The Ontario Civilian Police Commission (OCPC; French: Commission civile de l’Ontario sur la police), previously known as the Ontario Police Commission and the Ontario Civilian Commission on Police Services, is an independent quasi-judicial agency, and is one of the 13 adjudicative tribunals overseen by the Ministry of the Attorney General that make up Tribunals Ontario. The OCPC hears appeals, adjudicates applications, conducts investigations and resolves disputes regarding the oversight and provision of policing services in Ontario. 

The role and authority of OCPC is mandated under the Ontario Police Services Act and Interprovincial Policing Act. 

Until 1990, the Ontario Civilian Commission on Police Services Board of Inquiry was the civilian oversight of police services in Ontario after which the Special Investigations Unit took over the role.

Organization

The OCPC has two divisions: Adjudicative and Investigative. The divisions operate independently under one Registrar.

The Adjudicative division is led by the Associate Chair and primarily deals with appeals of disciplinary matters; proposals to amalgamate, reduce or abolish existing municipal police forces; budgetary disputes regarding police services; and other functions. The Investigative division is led by the Executive Chair and deals with investigations, inquiries and public complaints concerning the conduct of chiefs of police, police officers, special constables and police services boards.
============================================================
Set task 1: From the text about the Ontario Civilian Police Commission, list the groups whose conduct the Investigative division handles investigations, inquiries and public complaints about.
Set task 2: Reproduce the stretch of the text about the Ontario Civilian Police Commission from "The OCPC has" through "police services boards.".
============================================================
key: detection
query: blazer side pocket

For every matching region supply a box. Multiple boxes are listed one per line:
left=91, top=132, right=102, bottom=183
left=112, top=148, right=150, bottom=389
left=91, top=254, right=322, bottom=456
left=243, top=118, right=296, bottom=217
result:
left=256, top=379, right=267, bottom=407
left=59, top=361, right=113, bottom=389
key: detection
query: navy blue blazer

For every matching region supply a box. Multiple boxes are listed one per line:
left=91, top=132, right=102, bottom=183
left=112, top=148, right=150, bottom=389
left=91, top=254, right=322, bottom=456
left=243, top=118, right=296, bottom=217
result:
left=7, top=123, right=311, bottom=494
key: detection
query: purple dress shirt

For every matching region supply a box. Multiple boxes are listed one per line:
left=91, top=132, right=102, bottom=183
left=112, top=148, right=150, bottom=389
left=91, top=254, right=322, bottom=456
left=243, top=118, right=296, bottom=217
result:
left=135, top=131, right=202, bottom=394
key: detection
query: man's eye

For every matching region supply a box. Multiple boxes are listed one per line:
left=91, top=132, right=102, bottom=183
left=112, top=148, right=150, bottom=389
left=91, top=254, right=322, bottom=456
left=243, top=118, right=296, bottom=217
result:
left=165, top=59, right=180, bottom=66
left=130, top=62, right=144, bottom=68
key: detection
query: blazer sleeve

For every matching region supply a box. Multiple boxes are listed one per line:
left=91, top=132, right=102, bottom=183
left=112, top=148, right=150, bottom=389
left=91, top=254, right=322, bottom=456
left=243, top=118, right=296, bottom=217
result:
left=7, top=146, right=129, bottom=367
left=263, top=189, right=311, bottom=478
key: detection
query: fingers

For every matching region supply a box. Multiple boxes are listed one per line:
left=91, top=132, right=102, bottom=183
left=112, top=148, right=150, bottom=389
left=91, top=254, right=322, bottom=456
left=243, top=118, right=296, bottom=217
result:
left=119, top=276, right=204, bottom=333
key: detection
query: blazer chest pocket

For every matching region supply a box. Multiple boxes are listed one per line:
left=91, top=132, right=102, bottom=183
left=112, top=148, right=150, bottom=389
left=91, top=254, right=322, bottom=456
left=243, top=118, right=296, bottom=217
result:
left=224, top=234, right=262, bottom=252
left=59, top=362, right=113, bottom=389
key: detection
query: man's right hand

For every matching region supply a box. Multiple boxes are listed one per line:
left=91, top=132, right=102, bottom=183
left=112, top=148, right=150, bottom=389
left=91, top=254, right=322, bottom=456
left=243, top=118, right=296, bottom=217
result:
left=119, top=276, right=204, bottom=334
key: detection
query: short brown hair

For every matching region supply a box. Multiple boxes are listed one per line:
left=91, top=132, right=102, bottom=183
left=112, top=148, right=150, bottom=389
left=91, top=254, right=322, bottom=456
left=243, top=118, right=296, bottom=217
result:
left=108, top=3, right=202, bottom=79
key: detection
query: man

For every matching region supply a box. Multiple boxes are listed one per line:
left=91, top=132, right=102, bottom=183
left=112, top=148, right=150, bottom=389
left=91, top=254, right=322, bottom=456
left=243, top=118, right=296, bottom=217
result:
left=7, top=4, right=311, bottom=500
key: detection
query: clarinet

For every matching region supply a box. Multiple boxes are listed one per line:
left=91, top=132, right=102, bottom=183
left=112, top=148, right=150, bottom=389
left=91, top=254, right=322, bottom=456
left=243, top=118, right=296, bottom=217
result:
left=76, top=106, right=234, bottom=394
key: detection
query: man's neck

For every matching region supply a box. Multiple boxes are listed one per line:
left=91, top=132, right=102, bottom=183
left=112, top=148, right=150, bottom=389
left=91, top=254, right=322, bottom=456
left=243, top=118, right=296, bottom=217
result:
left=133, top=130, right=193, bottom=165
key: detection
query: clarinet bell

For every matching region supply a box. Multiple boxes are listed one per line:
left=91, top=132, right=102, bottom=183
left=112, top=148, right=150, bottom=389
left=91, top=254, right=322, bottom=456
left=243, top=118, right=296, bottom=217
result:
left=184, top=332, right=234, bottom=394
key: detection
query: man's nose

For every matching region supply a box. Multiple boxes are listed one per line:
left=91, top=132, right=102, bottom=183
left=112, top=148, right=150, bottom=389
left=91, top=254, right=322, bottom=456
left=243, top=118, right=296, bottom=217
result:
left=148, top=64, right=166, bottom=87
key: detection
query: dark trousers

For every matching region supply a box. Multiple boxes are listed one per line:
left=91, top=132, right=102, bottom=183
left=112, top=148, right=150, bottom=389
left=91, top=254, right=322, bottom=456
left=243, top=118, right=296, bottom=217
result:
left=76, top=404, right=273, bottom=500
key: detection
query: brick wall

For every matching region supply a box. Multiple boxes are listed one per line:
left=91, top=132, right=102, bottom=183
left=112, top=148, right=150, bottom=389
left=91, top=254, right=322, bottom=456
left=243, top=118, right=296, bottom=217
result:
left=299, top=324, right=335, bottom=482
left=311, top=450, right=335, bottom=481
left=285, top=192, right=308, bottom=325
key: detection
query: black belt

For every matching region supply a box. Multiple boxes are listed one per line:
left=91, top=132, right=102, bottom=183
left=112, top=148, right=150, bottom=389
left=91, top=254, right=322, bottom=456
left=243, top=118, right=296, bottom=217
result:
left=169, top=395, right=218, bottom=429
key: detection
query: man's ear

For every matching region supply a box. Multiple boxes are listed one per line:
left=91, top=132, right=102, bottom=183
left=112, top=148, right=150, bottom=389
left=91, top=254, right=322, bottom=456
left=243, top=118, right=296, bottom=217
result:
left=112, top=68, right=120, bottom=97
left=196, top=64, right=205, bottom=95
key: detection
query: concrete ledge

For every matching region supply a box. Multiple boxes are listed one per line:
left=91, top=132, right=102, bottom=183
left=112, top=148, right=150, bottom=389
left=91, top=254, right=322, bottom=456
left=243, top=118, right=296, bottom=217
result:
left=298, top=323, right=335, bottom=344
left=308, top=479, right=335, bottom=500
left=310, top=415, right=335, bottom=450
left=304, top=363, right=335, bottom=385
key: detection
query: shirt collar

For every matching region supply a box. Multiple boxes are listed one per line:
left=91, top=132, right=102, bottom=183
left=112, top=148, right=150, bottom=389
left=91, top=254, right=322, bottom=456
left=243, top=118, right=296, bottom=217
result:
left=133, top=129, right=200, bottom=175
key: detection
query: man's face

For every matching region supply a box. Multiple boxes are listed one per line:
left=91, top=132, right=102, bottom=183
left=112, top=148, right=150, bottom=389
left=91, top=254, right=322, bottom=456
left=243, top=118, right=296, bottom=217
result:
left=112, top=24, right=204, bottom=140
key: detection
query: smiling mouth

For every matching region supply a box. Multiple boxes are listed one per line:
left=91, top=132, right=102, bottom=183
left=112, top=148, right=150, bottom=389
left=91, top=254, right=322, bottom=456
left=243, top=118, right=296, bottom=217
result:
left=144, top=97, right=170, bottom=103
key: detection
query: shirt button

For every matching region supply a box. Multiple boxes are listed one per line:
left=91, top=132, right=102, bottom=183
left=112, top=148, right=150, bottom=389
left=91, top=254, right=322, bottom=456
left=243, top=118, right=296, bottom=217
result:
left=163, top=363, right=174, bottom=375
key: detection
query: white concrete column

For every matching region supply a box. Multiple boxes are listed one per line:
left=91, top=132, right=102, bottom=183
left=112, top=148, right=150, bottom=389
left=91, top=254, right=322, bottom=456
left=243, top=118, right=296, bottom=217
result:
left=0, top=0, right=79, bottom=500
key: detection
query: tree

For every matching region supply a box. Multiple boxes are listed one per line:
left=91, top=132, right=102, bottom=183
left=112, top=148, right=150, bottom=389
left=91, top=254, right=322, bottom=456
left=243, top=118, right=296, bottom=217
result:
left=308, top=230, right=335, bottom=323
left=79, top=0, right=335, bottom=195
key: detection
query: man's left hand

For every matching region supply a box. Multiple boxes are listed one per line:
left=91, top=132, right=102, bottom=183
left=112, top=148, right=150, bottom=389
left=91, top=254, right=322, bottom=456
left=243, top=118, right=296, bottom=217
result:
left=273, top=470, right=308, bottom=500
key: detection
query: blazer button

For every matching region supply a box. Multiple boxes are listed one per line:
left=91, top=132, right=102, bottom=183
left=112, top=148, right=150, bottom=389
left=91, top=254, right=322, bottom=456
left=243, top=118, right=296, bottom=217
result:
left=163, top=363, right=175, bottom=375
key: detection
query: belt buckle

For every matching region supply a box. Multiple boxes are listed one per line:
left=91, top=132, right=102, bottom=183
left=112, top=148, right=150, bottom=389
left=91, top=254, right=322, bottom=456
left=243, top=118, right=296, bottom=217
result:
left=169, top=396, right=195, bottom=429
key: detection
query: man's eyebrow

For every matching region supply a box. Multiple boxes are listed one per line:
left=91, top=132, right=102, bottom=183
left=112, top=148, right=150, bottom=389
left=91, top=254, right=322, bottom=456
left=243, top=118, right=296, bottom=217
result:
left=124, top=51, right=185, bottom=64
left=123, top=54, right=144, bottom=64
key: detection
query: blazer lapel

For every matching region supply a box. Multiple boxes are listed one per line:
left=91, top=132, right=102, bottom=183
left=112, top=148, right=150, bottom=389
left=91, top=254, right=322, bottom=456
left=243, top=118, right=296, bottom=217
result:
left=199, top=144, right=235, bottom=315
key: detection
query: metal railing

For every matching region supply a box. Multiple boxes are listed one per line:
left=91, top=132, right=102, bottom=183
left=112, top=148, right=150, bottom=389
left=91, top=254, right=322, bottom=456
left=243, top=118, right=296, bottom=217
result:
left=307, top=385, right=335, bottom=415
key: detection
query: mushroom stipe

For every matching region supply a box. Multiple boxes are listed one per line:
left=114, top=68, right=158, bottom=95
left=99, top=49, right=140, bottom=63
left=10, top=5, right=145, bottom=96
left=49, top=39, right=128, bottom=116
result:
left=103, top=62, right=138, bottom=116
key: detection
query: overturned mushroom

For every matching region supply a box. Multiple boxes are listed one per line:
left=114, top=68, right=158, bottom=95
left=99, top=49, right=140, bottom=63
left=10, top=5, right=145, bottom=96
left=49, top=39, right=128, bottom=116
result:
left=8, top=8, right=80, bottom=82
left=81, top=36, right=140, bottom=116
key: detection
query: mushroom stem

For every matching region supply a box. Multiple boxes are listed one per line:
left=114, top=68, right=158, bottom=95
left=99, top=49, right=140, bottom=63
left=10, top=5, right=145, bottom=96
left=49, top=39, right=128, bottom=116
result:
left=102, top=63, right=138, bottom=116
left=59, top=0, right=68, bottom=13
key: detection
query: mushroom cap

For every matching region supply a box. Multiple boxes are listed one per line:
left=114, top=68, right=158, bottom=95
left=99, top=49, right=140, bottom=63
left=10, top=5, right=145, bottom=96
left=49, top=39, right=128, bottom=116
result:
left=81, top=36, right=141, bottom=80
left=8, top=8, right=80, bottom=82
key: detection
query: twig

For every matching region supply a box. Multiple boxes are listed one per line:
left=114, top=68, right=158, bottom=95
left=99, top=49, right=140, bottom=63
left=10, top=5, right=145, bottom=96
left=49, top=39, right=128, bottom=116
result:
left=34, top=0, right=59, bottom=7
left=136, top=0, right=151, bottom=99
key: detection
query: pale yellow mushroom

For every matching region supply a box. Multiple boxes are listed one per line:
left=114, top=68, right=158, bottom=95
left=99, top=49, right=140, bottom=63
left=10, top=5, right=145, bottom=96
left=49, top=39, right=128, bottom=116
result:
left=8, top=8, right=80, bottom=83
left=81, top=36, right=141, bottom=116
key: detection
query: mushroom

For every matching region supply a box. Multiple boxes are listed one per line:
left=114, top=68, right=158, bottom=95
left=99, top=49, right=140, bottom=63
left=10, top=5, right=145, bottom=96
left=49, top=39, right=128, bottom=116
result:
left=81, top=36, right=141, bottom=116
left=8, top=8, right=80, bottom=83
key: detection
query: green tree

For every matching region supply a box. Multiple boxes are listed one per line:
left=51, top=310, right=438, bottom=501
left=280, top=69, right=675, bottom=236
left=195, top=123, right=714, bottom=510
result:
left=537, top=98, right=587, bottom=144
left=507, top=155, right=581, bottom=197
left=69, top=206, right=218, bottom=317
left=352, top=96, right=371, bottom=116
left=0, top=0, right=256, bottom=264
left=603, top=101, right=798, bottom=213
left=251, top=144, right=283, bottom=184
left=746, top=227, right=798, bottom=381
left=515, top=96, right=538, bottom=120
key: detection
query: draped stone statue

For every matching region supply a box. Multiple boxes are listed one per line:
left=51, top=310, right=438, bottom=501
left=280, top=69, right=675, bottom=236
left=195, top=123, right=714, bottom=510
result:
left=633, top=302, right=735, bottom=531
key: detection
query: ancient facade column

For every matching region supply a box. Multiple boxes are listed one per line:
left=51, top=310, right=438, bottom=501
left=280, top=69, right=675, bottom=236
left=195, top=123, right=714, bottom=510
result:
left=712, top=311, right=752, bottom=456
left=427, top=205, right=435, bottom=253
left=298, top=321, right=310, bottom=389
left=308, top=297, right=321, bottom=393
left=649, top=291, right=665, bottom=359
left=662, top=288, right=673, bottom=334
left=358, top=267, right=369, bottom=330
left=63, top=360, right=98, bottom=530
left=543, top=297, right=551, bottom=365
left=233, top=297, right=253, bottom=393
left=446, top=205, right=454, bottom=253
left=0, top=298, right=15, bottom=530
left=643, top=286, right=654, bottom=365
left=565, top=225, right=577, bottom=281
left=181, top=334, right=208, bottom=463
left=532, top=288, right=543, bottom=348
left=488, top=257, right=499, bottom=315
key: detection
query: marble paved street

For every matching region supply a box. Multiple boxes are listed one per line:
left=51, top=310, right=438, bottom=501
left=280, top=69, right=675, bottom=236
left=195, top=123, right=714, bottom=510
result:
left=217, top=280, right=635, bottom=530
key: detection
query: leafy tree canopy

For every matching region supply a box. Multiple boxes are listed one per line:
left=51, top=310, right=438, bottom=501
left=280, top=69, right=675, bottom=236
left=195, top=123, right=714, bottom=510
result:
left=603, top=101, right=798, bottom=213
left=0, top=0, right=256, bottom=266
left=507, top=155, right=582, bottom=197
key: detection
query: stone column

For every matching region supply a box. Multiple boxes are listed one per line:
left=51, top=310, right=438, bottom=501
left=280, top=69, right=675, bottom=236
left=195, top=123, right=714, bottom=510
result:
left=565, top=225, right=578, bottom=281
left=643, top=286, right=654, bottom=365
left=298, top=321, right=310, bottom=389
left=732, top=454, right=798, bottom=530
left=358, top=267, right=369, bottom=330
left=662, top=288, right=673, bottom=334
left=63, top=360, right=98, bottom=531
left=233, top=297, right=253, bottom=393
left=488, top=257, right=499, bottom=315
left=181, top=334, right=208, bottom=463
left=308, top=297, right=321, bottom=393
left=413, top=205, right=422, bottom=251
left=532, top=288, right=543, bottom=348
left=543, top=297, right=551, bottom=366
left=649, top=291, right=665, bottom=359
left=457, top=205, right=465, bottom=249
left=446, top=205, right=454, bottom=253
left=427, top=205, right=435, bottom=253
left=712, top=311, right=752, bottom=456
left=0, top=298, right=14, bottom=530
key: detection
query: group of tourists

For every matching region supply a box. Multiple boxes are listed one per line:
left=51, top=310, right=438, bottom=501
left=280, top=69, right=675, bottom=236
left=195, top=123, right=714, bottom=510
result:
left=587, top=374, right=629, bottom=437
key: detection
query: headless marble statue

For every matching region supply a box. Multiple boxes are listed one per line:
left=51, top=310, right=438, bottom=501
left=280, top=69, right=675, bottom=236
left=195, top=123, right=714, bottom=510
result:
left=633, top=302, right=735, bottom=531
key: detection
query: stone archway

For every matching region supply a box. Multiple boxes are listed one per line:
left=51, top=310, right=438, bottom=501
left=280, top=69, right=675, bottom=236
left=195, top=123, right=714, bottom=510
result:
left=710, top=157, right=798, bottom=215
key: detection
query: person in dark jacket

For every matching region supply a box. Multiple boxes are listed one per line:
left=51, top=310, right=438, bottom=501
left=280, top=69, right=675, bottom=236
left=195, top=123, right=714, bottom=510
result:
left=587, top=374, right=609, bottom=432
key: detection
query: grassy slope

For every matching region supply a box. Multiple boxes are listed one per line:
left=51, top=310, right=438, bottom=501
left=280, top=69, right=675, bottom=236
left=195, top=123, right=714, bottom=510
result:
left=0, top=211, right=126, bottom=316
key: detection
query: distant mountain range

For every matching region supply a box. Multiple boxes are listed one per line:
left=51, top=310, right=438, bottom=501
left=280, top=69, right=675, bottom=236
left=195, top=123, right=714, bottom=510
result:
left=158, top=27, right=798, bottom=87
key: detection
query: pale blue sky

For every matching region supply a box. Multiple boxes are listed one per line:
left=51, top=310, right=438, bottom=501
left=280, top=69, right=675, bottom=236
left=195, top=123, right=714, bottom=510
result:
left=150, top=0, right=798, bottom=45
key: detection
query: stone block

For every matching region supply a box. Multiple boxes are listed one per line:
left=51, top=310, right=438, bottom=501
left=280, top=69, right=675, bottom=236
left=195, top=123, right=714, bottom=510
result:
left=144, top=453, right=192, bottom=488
============================================================
Worked solution 1:
- chiefs of police
- police officers
- special constables
- police services boards

Worked solution 2:
The OCPC has two divisions: Adjudicative and Investigative. The divisions operate independently under one Registrar.

The Adjudicative division is led by the Associate Chair and primarily deals with appeals of disciplinary matters; proposals to amalgamate, reduce or abolish existing municipal police forces; budgetary disputes regarding police services; and other functions. The Investigative division is led by the Executive Chair and deals with investigations, inquiries and public complaints concerning the conduct of chiefs of police, police officers, special constables and police services boards.